====== SOURCE MATERIAL

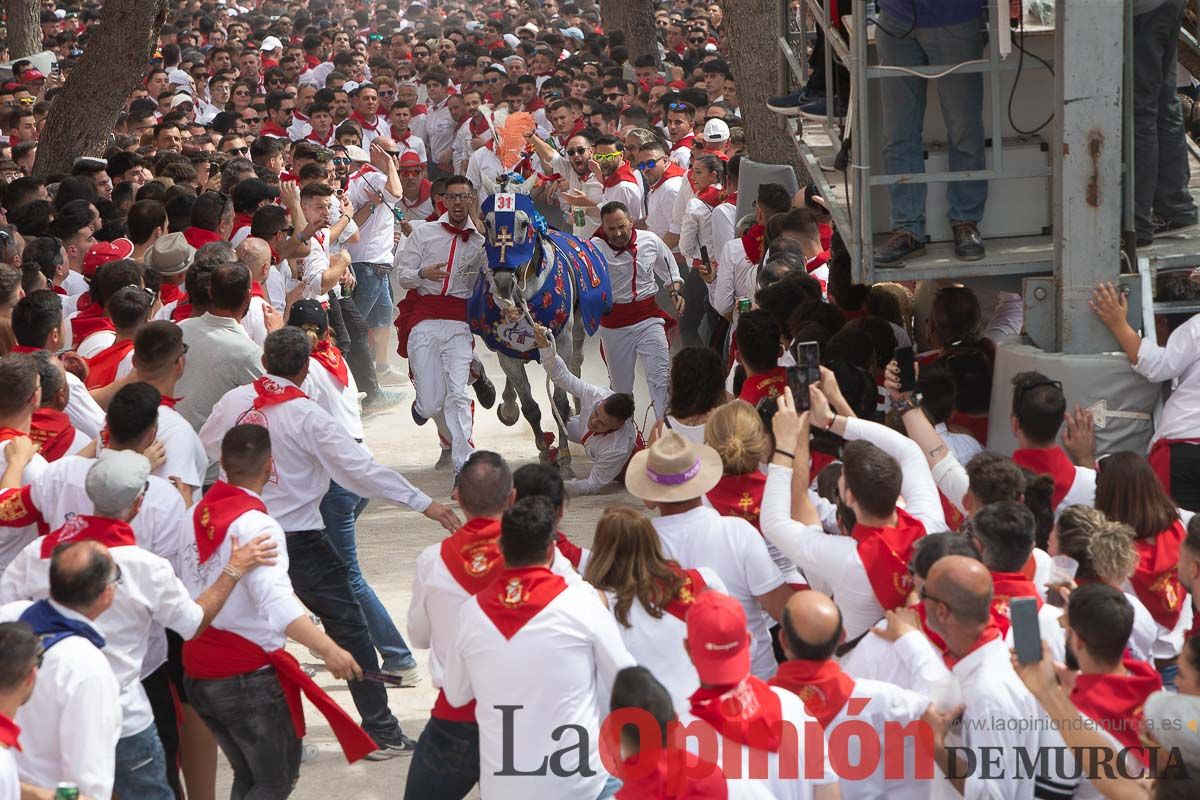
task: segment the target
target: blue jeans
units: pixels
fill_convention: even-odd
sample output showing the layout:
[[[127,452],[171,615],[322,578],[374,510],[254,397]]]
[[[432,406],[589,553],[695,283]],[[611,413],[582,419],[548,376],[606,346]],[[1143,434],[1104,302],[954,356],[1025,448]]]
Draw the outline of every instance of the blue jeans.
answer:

============

[EXERCISE] Leave out the images and copy all remaining data word for word.

[SOLUTION TO THIS EXERCISE]
task: segment the target
target: blue jeans
units: pixels
fill_convention: even-odd
sample output showing the layout:
[[[127,452],[171,615],[322,578],[374,510],[254,397]]]
[[[432,406],[589,553],[695,283]],[[611,413],[582,419],[548,376],[606,346]],[[1143,434],[1104,302],[954,356],[1025,448]]]
Draw the outline of every instance of the blue jeans.
answer:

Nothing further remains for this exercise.